▶ **EXCERPTED PASSAGE**:
----------

Boehner might be the player who has the most to lose. Obama and the Senate Democrats are already viewed as politicians who consider government a positive force that can be used to resolve the nation’s problems. If they draw a line against severe GOP cuts and ask for more time to forge a compromise, that’s hardly a news story. But Boehner, who is still a new figure on the scene, has benefited by not being regarded as an ideologue. If he refuses to back a measure that keeps the government functioning while the politicians look for a bipartisan deal, he could end up becoming identified as an I-know-best, anti-government extremist. That will, no doubt, be a badge of honor in certain circles. But it may not go over well beyond those quarters.

Boehner has a choice: reasonableness or ideology. In 1996, Gingrich chose the latter and crashed. At that time, Boehner was in his third term as a House member. The next two weeks will show what lessons he learned — if any.

Major Garrett at The Atlantic:

House GOP leaders held a conference call with freshmen GOP members on Wednesday to lay out the strategy. More than half of the 87-member class participated in a call with House Speaker John Boehner, R-Ohio; Majority Leader Eric Cantor, R-Va.; Majority Whip Kevin McCarthy, R-Calif.; and House Republican Conference Chairman Jeb Hensarling, R-Texas. The call gave more detail to an outline of the strategy GOP leaders gave the freshmen class before it left Washington for this week’s recess.

The GOP aides said the thrust of the trimmed-down CR is to avoid a government shutdown and make the GOP spending cuts as hard as possible for Senate Majority Leader Harry Reid, D-Nev., and the White House to ignore or criticize. “What we will end up saying is we have passed two bills to prevent a shutdown and then we will ask the Senate: ‘How many bills have you passed to prevent a shutdown?’ ” an aide said.

Senate Democrats dismissed the idea that the House proposal represented any kind of concession.

----------

▶ **INFORMATION SHOWN**:
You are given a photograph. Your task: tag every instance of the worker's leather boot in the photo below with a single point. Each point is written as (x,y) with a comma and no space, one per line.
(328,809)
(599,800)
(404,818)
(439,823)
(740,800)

----------

▶ **REQUIREMENT 1**:
Answer these questions from the excerpt on Boehner and the budget standoff:
(a) In 1996, which term was Boehner serving as a House member?
(b) How many members are in the House GOP freshman class?
(c) Who held the post of Majority Whip on the conference call?
▶ **REQUIREMENT 2**: From the excerpt on Boehner and the budget standoff, extract the passage word for word, beginning at the words "Boehner might be" and stopping after "beyond those quarters.".

▶ **FINAL ANSWER 1**:
(a) His third term.
(b) 87 members.
(c) Kevin McCarthy, R-Calif.

▶ **FINAL ANSWER 2**:
Boehner might be the player who has the most to lose. Obama and the Senate Democrats are already viewed as politicians who consider government a positive force that can be used to resolve the nation’s problems. If they draw a line against severe GOP cuts and ask for more time to forge a compromise, that’s hardly a news story. But Boehner, who is still a new figure on the scene, has benefited by not being regarded as an ideologue. If he refuses to back a measure that keeps the government functioning while the politicians look for a bipartisan deal, he could end up becoming identified as an I-know-best, anti-government extremist. That will, no doubt, be a badge of honor in certain circles. But it may not go over well beyond those quarters.